# Exercise objective
Give all of the data below again exactly, and drop the images.
━━━ Records for the exercise
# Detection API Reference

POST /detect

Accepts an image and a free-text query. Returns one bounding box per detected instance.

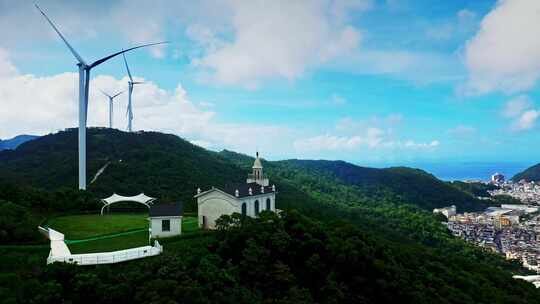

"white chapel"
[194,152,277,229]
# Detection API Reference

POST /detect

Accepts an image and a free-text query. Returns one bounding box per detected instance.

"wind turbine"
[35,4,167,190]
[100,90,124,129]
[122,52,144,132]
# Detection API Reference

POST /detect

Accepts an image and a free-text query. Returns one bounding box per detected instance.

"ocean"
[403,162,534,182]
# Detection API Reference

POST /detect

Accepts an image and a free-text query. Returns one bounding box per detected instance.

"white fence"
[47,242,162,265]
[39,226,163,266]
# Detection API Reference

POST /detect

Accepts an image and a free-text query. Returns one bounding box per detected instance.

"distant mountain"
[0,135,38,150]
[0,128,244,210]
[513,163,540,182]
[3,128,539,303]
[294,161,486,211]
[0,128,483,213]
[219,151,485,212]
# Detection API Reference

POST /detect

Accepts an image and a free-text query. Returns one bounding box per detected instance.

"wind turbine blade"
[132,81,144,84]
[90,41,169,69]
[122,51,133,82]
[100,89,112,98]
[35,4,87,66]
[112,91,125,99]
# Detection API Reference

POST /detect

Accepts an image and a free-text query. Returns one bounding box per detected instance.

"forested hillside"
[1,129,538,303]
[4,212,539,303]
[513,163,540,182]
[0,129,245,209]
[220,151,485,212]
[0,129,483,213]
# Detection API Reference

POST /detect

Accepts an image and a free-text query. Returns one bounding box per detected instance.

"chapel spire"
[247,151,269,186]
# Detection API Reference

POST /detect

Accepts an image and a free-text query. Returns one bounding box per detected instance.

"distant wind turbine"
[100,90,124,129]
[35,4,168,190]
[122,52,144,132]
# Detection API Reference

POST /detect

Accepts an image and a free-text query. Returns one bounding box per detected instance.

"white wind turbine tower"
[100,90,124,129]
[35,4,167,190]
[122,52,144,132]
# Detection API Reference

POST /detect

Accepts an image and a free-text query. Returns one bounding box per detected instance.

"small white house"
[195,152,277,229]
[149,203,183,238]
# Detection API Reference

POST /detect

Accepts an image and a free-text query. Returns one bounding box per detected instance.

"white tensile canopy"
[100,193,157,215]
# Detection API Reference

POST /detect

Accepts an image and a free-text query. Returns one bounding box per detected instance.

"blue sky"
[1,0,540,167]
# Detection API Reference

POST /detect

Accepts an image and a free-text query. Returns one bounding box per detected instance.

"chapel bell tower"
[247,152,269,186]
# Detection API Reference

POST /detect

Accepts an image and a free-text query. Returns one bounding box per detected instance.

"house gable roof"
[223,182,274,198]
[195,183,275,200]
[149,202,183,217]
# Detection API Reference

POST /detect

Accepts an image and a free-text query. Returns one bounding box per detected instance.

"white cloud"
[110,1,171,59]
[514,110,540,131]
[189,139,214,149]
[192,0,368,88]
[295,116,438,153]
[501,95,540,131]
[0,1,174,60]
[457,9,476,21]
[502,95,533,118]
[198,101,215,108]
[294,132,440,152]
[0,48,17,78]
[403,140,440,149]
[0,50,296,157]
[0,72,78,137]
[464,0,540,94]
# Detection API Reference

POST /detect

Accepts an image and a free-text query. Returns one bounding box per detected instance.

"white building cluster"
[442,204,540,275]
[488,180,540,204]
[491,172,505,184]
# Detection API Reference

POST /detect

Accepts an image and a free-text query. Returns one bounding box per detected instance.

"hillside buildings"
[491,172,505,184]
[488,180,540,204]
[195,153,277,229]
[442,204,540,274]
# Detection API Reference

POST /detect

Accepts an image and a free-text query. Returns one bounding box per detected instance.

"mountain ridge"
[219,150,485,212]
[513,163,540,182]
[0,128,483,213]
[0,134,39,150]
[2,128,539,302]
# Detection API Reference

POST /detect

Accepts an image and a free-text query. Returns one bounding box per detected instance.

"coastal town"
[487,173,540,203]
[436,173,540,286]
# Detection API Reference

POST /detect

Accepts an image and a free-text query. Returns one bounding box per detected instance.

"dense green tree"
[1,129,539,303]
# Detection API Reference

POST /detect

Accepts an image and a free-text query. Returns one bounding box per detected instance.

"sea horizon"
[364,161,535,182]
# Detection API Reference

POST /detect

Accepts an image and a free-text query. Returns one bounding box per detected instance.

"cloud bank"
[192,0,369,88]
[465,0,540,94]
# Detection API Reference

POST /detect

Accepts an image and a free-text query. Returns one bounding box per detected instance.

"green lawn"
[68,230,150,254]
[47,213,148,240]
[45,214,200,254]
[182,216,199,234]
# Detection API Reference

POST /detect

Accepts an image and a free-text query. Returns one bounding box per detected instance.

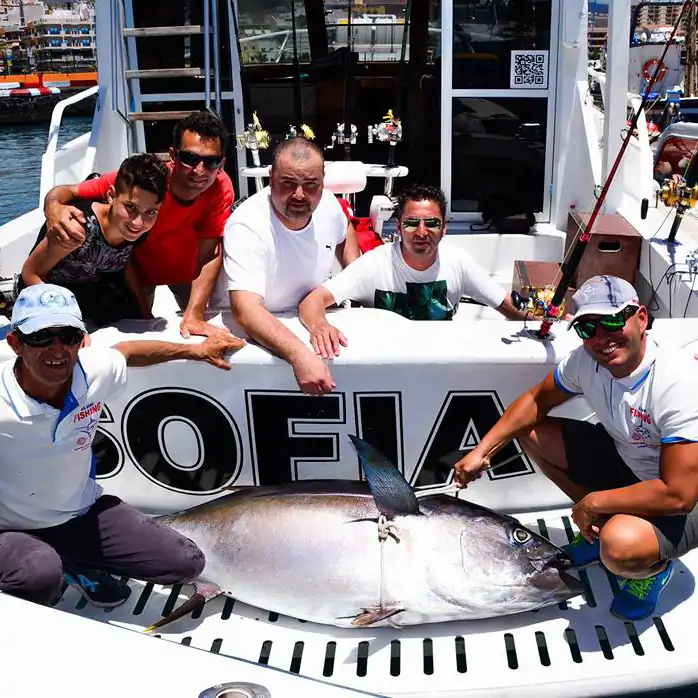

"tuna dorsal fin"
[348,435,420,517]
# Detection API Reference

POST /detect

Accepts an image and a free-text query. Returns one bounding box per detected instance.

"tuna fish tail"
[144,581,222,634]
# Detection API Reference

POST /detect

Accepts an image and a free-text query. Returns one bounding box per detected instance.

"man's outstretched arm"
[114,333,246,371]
━━━━━━
# Output
# Detection API Reference

POST /detect

Accepts an image and a free-text query. Returns one bounding box per detected instance.


"white chapel"
[194,152,277,229]
# Detection API Reference

POST /detect

Accepts an image and a free-text query. Returns one bounding box per detected instance.

"wind turbine"
[35,4,167,190]
[100,90,124,129]
[122,52,144,132]
# Detection API Reference

POST /detect

Accepts an image and a free-text query. Returns one bounding box per detected instance.

"ocean"
[403,162,534,182]
# Detection API Reference

POST /detect

Accepts an image and a free-text query. Returns one bounding box per detected instance.

"white fence"
[47,242,162,265]
[39,226,163,266]
# Detection API Reference

POST /detect

Accepts an image and a free-text query. Returns one bounding box per detected instance.

"distant mountain"
[0,135,38,150]
[0,128,244,210]
[513,163,540,182]
[3,128,539,303]
[294,161,486,211]
[0,128,483,213]
[219,151,485,212]
# Detection API Reference

POST /detect

Accepts an image and a free-text query. Returns one bounding box per detected instance.

"wind turbine blade"
[132,81,144,84]
[90,41,169,69]
[122,51,133,82]
[100,89,112,98]
[35,4,87,66]
[112,91,125,99]
# Detection API Reference

POST /detect

Accepts an image and a free-text query. Returns one bounding box per detected instance.

"forested hillside"
[1,129,538,303]
[4,212,539,303]
[513,163,540,182]
[0,129,245,209]
[220,151,485,212]
[0,129,483,213]
# Detection API Reference

POST /detect

Accepts an image and a free-text query. Returns one bounding box per detected instance.

"chapel spire"
[247,151,269,186]
# Detection API Reference

POST /detect

Accepts an image and a free-text query. Returns one bounding box per detected instance.

"distant wind turbine"
[100,90,124,129]
[35,4,168,190]
[122,52,144,132]
# Detection API Reference

POST /detect

Accepts an image and a free-text query. Returns one bounding box per detected instance.

"white wind turbine tower"
[100,90,124,129]
[35,4,167,190]
[122,52,144,132]
# Detection API Reference

POST /detect

Accepts an image and a free-text query. Returns one bounding box per detected instance.

"small white house"
[195,152,277,229]
[149,203,183,238]
# Detection API Reference

POST /detect

Accepts an image and a free-text query. Returns one bounding box per detected instance.

"white tensile canopy"
[100,193,157,215]
# Detection API Reference

POST /detect

Accepts an image and a free-text query. Returns one bounding box per detected instance.

"blue sky"
[1,0,540,167]
# Detection API Reference

POST /detect

Accepts an image and a free-text query. Returns one bounding box per detected instance.

"chapel bell tower"
[247,152,269,186]
# Detection API Reference

POST /detect

Accepts an image and a free-text query. Returns one bounding box per detected instance.

"house gable roof"
[223,182,274,198]
[195,183,275,200]
[149,202,183,217]
# Detection API Reference

POST /detect

Accepts an image and a free-text query. Returns one bounding box per detected instance.

"white cloud"
[110,1,171,59]
[514,110,540,131]
[189,139,214,149]
[192,0,368,88]
[295,116,438,153]
[501,95,540,131]
[0,1,174,60]
[457,9,476,21]
[502,95,533,118]
[198,101,215,108]
[294,132,440,152]
[0,48,17,78]
[403,140,440,149]
[0,50,296,157]
[0,72,78,137]
[464,0,540,94]
# Detection API Reference

POST /detect

Accepts an image and a free-text query. Returns one bounding box per detected instance.

"white building cluster"
[442,204,540,275]
[488,180,540,204]
[491,172,505,184]
# Detection API Reference

POST /detect

Accepts an image and a free-text query. Returns one bounding box per detected instance.

"hillside buildings"
[491,172,505,184]
[488,180,540,204]
[195,153,277,229]
[442,204,540,274]
# Detection API Reference

POST /detect

Accepts an image and a free-text query. Returns one bounding box per detected instance.

"mountain ridge"
[219,150,485,212]
[513,163,540,182]
[0,128,483,213]
[0,134,39,150]
[2,128,539,302]
# Detection API Reference

POST /detect

Accepts an image and a free-text query. Returns one bounding box per detected instance.

"coastal town"
[487,173,540,203]
[436,173,540,286]
# Detection API Reference

POST /detect

Accepts an image and a free-text query. Returns one bounding box per detected instance.

"dense green tree"
[1,129,539,303]
# Detection API Reference

POST /detect

Accepts an image and a free-text query. Returns one bounding box per detected instance.

"sea horizon"
[364,161,535,182]
# Detection API Reference

POST /detect

Accepts an image and a free-text query. Returns one bounding box per detected instance.

"cloud bank"
[192,0,369,88]
[465,0,540,94]
# Detection API Reference

POST /detect

Accepts an image and a free-text query. Returns one bounding box per detected instance.

"green lawn"
[68,230,150,254]
[47,213,148,240]
[45,214,200,254]
[182,216,199,234]
# Detection API Reference

POST /detect

Accepts an image and a free-text query. Returns one bounding box per detected instance.


"tuna dorsal fin"
[348,435,420,517]
# Detection API Reference

POST /detect

Accepts an image and a free-text query. Returns one bounding box per detected instance.

"tuna fish tail"
[144,581,222,634]
# Detection API Reference

POST /detect

Accepts an image and a free-text query. Returns one bounding box per detected instance.

"man's outstretched arm"
[114,333,246,371]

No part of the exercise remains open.